TASK BRIEF: Rewrite the lines of the items below as a numbered list, starting from the line with "of the power" and continuing through the end of the items, and leave out any blank lines.

[Begin RECORDS TO USE]

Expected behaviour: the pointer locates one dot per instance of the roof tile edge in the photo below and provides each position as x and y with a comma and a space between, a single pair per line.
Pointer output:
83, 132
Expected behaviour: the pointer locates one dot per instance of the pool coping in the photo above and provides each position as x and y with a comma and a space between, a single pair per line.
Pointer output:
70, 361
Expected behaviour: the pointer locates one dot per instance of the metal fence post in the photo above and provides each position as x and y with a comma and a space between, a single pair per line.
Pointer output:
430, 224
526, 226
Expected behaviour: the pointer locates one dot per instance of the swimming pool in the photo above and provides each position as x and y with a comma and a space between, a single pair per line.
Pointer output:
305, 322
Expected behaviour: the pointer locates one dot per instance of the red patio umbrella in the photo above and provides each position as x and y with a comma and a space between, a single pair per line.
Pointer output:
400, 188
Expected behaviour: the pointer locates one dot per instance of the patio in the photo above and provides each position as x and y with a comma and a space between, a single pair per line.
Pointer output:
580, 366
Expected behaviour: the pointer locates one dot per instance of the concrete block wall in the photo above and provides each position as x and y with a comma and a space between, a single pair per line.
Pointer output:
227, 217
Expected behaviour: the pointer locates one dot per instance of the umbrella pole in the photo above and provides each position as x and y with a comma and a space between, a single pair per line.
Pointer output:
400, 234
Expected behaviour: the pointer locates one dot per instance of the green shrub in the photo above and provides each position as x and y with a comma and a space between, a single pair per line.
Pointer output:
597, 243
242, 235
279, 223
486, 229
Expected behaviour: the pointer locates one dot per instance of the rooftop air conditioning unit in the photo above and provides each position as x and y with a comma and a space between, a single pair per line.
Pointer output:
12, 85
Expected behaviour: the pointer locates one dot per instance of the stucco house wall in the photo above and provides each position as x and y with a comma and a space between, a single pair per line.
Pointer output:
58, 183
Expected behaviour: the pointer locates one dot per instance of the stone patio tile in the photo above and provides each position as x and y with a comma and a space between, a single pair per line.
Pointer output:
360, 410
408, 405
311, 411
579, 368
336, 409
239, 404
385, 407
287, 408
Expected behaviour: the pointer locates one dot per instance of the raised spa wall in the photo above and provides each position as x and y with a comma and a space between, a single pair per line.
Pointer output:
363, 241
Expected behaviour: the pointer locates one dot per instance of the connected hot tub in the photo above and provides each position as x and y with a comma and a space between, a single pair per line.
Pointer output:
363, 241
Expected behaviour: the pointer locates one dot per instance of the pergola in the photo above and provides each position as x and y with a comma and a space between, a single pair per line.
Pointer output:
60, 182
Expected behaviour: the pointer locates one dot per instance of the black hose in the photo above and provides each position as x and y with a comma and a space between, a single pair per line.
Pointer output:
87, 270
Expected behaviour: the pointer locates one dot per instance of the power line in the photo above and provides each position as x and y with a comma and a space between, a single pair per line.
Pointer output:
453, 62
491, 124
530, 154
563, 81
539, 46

[End RECORDS TO USE]

SOLUTION TO THIS EXERCISE:
1. Expected behaviour: the pointer locates one dot per instance of the power line in the photo above and provides each position as x and y with a comma and a space between, a single pair per line.
2. Pointer output:
3. 453, 62
4. 491, 124
5. 530, 154
6. 563, 81
7. 539, 46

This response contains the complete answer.